# start of Extracted entries

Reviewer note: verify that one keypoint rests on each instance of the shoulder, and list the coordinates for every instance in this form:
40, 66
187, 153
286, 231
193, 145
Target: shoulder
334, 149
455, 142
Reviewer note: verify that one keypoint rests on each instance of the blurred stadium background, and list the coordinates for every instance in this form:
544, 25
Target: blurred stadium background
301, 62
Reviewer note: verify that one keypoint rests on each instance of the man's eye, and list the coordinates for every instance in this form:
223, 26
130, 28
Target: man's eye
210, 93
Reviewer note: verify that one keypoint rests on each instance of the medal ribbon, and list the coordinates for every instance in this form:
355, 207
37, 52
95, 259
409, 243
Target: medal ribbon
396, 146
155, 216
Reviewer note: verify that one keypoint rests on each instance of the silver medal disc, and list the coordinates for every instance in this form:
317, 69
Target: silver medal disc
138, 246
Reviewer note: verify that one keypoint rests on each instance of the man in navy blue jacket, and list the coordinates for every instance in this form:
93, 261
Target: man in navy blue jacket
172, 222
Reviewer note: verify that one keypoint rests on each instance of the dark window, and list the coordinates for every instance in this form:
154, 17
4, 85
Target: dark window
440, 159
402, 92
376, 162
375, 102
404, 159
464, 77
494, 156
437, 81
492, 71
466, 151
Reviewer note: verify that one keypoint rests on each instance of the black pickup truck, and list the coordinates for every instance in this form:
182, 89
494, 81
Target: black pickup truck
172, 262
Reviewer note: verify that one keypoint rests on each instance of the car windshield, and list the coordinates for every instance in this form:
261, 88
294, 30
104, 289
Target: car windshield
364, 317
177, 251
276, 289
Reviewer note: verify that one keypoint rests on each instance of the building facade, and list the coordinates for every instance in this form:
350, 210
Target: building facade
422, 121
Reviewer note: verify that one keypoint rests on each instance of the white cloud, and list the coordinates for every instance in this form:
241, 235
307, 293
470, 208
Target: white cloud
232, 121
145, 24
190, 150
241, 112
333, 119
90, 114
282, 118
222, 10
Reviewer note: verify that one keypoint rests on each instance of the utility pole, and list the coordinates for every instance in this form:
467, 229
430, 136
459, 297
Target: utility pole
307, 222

# end of Extracted entries

## What the task requires
Could you reproduce all of the entries above, replacing each "keypoint" with "marker" and keeping everything else the same?

## Result of the exercise
Reviewer note: verify that one marker rests on each instance of the shoulder, and list the coordinates for every instance in this form:
40, 66
187, 153
286, 231
193, 145
Target: shoulder
334, 149
455, 142
Reviewer note: verify that one marker rests on each instance of the blurred stadium background, and list the coordinates for every instance in this form:
544, 25
Target: blurred stadium background
301, 62
Reviewer note: verify that one marker rests on each instance of the man's eye, and list the coordinates for every instance in this form:
223, 26
130, 28
Target: man's eye
210, 93
Reviewer note: verify that one marker rests on each instance of the medal ribbon, and list the coordinates for every instance in this form:
355, 207
37, 52
95, 259
409, 243
Target: medal ribbon
396, 146
155, 216
Reviewer note: verify that one marker rests on each instance of the silver medal disc, and list the coordinates for every instance in this form:
317, 69
Target: silver medal disc
138, 246
Reviewer note: verify that one marker rests on each instance of the man in navy blue jacket, and list the coordinates for every instance in this form:
93, 261
Target: man in navy blue jacket
172, 222
Reviewer note: verify that one marker rests on each instance of the dark window, and list the coordinates for every instance in this form:
154, 17
4, 85
Target: dark window
440, 159
402, 92
376, 162
375, 102
404, 159
464, 77
494, 156
437, 81
492, 71
466, 151
Reviewer note: verify that one marker rests on each instance of the black pickup truck, and list the coordinates for every instance in this form:
182, 89
494, 81
Target: black pickup truck
172, 262
Reviewer note: verify that one marker rests on each instance of the car windshield, and list the coordinates for every instance in this form:
261, 88
294, 30
104, 289
Target: car windshield
364, 317
177, 251
276, 289
Reviewer note: verify that one marker rests on each instance of the building facade, and list the coordinates for every instance in this form:
350, 210
Target: building facade
422, 121
Reviewer note: verify that one marker rests on each instance of the white cloud, and list the coordinates for every instance in this form:
241, 235
307, 293
470, 208
Target: white cloud
232, 121
145, 24
190, 150
241, 112
333, 119
90, 114
282, 118
222, 10
Reviewer note: verify that one marker rests on each instance of the utility pole, and list the coordinates for every instance in this form:
467, 229
430, 136
459, 297
Target: utility pole
307, 222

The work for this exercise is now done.